Begin Provided text

It looks like the rails are ground and 12V in the diagram.

 Edit: I am looking to replace the 10 mF caps in the PS and I am looking for a good source for Nichicon great supply caps.


----------



## johnmatrix

Does anyone know the proper soldering temp to use for this board or the wattage of their irons? I am having trouble getting the solder to melt and flow into my wick using my hakko 936 station.

 Edit: I eventually just turned my hakko all the way up to 900 F and used a solder sucker. I did manage to lift half of some pads, but fortunately it not affect the board. Now all caps but the two 10 mF ones are replaced with elna cerafine and burning in now.


----------



## johnmatrix

I managed to replace the pos opa with 2 827s soldered to a browndog. I had to attach wires to the soic leads and then attach them to the adaptor in order to use the adaptor. The resulting sound is stunning and much cleaner than the player with all the caps replaced.

 However, the gain as previously reported dropped very low. When I looked at the output, I had only 1.2 Vrms coming from the player. So I took a look at the schematic of the output stage and found resistor 411 and 409 also 511 and 509 formed voltage dividers, I jumped R411 and R511 to boost the output voltage. Jumping the resistors lowered the Vrms to 0.8, so I will go to rat shack tomorrow and see if they have some resistors. Hopefully this will let me change the opa and allow me to reraise the gain to get it to the proper voltage.

End Provided text
Begin Record excerpts

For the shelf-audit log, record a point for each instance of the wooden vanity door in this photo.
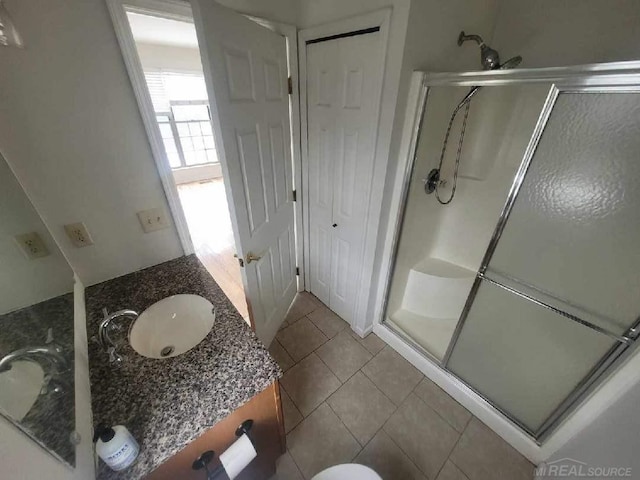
(267, 435)
(245, 68)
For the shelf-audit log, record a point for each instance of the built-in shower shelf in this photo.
(433, 300)
(437, 289)
(432, 334)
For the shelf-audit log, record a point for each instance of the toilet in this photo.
(347, 471)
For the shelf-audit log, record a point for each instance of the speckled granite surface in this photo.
(51, 419)
(167, 403)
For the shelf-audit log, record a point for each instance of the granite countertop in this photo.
(167, 403)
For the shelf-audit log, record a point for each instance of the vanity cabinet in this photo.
(267, 434)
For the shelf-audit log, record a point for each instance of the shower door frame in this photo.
(600, 78)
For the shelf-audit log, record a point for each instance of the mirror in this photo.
(36, 325)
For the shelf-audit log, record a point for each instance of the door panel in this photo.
(246, 72)
(343, 87)
(252, 178)
(321, 88)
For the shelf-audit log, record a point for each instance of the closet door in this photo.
(344, 84)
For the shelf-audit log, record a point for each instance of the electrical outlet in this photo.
(153, 219)
(32, 245)
(78, 234)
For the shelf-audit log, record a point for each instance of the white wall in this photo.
(568, 32)
(23, 459)
(285, 11)
(71, 130)
(24, 281)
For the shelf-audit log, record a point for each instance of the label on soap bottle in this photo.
(124, 456)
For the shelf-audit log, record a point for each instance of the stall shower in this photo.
(527, 282)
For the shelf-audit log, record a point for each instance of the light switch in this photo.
(78, 234)
(153, 219)
(32, 245)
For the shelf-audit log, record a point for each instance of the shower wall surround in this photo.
(521, 284)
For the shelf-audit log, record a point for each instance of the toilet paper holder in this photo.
(203, 461)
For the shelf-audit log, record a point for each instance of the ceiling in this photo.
(162, 31)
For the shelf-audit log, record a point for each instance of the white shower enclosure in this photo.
(525, 287)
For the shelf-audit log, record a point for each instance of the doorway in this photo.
(248, 68)
(170, 59)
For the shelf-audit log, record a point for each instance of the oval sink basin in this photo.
(172, 326)
(20, 387)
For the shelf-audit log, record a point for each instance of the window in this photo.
(182, 112)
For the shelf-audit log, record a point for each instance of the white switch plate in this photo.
(78, 234)
(32, 245)
(153, 219)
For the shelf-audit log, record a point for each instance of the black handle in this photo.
(203, 461)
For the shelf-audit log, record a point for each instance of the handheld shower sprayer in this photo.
(490, 60)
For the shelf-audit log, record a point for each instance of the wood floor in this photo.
(207, 212)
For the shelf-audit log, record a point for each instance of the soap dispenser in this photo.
(116, 446)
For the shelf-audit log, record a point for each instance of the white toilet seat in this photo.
(347, 471)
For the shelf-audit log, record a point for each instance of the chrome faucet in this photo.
(51, 353)
(103, 332)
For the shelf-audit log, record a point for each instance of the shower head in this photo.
(489, 58)
(513, 62)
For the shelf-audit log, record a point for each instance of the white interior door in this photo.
(343, 90)
(245, 68)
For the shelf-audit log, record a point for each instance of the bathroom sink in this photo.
(172, 326)
(20, 387)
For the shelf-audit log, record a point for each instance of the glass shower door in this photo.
(558, 294)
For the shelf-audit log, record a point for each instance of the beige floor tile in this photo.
(283, 325)
(292, 415)
(286, 469)
(455, 414)
(301, 338)
(328, 322)
(280, 355)
(321, 441)
(303, 303)
(392, 374)
(343, 355)
(361, 407)
(385, 457)
(309, 383)
(371, 342)
(422, 434)
(451, 472)
(482, 455)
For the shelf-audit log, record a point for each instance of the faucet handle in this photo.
(114, 356)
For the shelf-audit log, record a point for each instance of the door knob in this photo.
(251, 258)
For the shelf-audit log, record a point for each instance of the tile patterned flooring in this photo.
(348, 399)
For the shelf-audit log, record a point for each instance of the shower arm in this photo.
(463, 38)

End Record excerpts

» **Task instructions**
1. Repeat the thread above between "Does anyone know" and "hakko 936 station.", inclusive.
2. Summarize the thread above in two sentences.

» **Results for each task**
1.
Does anyone know the proper soldering temp to use for this board or the wattage of their irons? I am having trouble getting the solder to melt and flow into my wick using my hakko 936 station.

2. After having trouble melting the solder with a Hakko 936, johnmatrix turned it up to 900 F, used a solder sucker, and replaced all but the two 10 mF caps with Elna Cerafine. Replacing the opa with two 827s on a Browndog made the sound much cleaner, but the output was only 1.2 Vrms, and jumping R411 and R511 lowered it further to 0.8 Vrms.